> **Work to be completed**
In the records below, find the line with "the blazer sleeve" and the line with "In this exercise you will spot each instance of the eye". Print both exactly, along with every line between them, and no other line.

[Extracted records]
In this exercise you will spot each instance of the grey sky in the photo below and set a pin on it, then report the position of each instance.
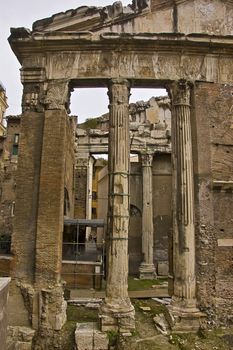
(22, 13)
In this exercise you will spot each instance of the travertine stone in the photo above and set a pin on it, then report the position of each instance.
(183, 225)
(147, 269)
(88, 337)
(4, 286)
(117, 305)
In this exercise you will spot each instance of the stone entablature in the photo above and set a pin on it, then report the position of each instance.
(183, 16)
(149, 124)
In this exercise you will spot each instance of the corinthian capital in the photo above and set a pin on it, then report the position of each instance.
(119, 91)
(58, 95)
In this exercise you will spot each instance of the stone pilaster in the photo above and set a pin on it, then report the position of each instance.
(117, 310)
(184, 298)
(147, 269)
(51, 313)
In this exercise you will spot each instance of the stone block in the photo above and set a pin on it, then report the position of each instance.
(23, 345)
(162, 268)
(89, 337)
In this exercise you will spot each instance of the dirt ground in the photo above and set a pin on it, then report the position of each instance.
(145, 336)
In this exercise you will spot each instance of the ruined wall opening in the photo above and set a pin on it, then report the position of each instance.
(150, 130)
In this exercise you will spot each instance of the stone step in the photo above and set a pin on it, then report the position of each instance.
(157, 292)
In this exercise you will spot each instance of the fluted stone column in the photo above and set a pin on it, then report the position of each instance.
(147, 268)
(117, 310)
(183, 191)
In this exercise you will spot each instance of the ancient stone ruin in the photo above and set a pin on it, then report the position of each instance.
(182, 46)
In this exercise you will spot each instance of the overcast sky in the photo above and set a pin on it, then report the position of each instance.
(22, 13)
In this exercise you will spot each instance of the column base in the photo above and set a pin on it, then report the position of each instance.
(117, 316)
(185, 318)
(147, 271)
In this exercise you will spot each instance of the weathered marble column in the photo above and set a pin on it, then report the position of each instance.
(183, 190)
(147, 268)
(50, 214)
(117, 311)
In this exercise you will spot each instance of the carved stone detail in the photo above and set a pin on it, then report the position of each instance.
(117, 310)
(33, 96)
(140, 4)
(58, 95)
* * *
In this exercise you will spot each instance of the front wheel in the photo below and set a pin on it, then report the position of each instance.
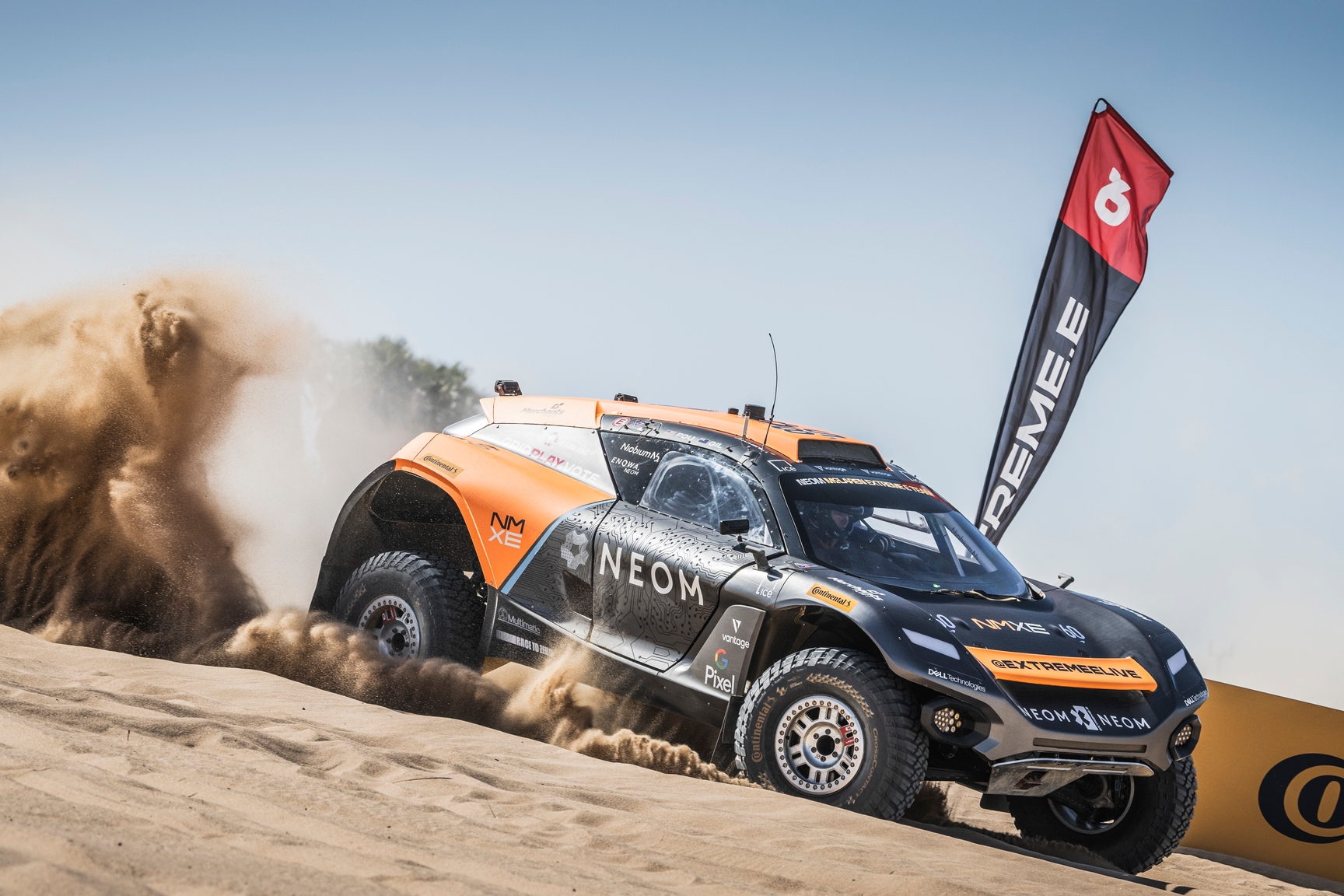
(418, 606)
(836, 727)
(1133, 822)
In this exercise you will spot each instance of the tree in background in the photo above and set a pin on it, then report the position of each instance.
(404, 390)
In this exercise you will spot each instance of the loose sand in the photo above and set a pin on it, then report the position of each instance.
==
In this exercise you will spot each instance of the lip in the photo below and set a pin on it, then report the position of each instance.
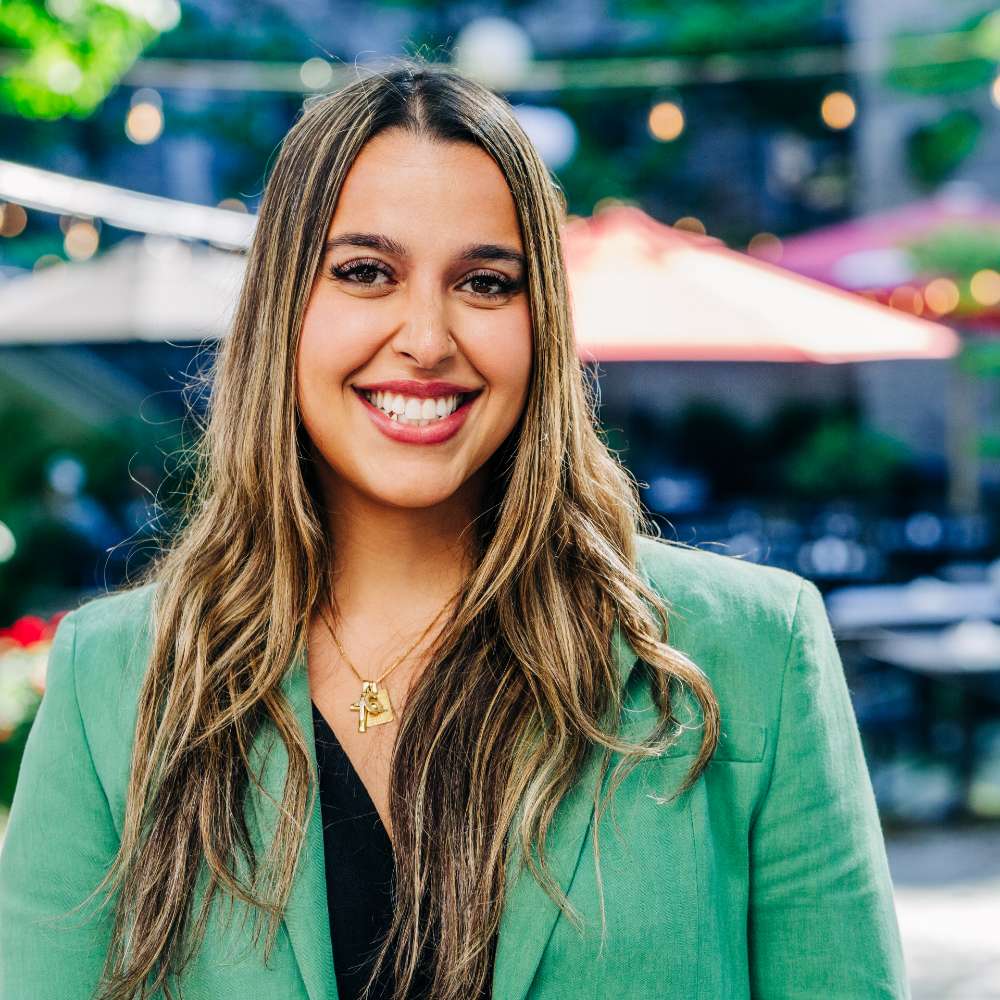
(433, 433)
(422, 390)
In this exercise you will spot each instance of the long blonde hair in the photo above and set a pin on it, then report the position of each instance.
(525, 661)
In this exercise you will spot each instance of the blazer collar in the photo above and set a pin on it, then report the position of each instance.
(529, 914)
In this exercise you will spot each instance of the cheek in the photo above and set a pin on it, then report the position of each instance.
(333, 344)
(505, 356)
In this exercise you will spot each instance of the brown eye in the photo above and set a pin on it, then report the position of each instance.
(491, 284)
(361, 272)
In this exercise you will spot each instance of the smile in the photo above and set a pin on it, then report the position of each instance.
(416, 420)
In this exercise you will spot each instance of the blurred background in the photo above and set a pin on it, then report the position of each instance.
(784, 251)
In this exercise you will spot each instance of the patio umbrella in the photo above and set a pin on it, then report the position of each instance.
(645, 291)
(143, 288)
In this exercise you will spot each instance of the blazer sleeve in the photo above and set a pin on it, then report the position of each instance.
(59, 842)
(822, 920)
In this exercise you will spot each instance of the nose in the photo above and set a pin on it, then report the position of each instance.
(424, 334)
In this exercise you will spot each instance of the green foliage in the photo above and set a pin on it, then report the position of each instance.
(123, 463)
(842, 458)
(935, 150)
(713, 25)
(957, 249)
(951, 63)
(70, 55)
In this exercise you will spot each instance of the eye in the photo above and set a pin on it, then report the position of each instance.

> **Exercise output**
In this exercise you will spot each instance of the blazer sleeve in the photo above and set a pin on it, then report the position of each instance.
(59, 842)
(822, 920)
In this exercise you will spot each instance of the nose in the photo above and set a pin on it, then report the position of each instance.
(424, 334)
In this exercise you will spot each instance of the green foliage in the photo above and set a pin on it, then report the position of each instance.
(123, 463)
(842, 458)
(935, 150)
(713, 25)
(957, 249)
(951, 63)
(70, 55)
In this exercise you will spot each instance of the eye in the photo above and set a pin on it, then report the position of each instance.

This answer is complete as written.